◆ **STATED EXERCISE**
Please pick out every line below that contains the word "green" and copy each one. Case counts.

Collection entries:
==============================
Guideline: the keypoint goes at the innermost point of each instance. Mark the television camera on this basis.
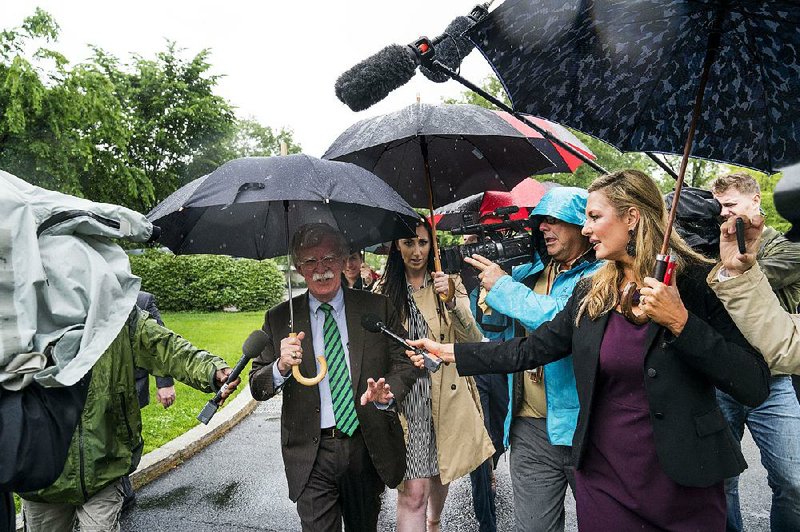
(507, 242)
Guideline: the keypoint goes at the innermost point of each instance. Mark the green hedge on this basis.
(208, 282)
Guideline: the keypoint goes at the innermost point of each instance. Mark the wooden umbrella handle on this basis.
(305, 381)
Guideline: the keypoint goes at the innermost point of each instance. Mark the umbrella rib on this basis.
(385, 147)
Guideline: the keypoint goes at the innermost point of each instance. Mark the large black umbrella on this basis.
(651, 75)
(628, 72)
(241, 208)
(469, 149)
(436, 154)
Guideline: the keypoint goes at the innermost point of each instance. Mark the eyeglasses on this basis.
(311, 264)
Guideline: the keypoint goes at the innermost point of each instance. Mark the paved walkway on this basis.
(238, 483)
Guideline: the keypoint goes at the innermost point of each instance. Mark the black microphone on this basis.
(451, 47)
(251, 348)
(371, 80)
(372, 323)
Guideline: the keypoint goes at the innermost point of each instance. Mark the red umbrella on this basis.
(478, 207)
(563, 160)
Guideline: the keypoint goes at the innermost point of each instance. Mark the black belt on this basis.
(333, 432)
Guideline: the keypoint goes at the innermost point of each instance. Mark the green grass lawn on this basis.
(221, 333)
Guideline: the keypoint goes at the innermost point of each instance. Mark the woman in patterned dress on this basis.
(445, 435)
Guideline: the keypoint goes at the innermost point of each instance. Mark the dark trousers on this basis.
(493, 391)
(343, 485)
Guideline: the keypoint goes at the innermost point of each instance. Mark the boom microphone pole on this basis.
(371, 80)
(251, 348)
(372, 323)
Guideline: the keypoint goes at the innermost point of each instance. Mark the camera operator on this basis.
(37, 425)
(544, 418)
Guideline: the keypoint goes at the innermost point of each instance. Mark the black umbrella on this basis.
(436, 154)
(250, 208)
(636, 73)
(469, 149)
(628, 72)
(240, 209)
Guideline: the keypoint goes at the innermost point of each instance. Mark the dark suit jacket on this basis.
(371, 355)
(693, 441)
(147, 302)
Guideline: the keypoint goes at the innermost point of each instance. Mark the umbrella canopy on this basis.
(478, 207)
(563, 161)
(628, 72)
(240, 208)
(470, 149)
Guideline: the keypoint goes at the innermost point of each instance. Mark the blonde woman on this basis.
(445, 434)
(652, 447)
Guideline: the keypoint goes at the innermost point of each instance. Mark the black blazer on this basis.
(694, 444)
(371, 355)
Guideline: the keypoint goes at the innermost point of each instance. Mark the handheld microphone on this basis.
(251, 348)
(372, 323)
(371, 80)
==============================
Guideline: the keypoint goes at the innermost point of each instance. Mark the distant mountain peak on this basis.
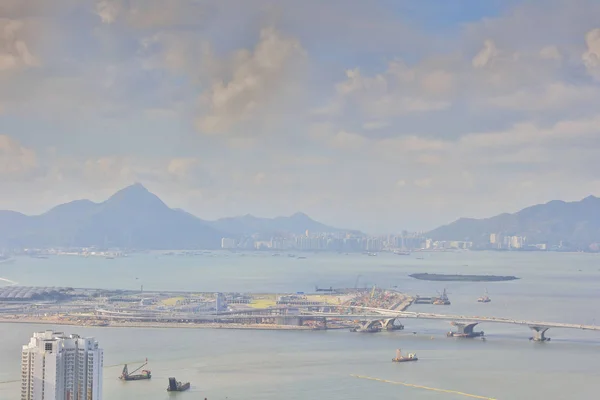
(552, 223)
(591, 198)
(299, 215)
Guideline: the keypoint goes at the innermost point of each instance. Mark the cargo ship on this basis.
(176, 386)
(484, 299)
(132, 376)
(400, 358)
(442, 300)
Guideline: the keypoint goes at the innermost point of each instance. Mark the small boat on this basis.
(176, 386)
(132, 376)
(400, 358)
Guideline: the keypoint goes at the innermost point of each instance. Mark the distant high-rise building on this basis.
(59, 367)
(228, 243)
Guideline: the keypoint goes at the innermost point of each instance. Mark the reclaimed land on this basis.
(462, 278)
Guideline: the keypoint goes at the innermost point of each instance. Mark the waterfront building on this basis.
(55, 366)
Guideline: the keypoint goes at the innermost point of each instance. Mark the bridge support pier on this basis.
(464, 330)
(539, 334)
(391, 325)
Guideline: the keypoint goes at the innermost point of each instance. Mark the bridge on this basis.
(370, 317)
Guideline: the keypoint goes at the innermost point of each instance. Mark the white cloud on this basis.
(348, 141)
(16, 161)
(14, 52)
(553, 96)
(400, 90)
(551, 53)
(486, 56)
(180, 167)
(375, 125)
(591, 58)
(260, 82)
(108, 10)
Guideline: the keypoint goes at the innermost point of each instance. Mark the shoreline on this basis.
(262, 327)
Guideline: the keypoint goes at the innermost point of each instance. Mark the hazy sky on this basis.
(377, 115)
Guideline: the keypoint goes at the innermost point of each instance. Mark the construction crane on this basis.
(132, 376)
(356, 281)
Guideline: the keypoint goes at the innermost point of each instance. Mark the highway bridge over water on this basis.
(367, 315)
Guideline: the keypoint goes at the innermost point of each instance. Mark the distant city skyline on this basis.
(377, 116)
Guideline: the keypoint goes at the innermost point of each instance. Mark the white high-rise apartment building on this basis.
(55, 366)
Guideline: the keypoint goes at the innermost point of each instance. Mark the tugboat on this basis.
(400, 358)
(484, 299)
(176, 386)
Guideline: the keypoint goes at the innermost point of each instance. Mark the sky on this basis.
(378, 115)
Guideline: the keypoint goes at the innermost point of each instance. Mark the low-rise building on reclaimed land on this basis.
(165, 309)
==============================
◆ **OUTPUT FOR THIS EXERCISE**
Guideline: the keypoint goes at the innermost point of each instance. Mark the green hedge on this basis.
Guideline: the keypoint goes at the innermost point of each instance. Mark the green grass lawn on this basis.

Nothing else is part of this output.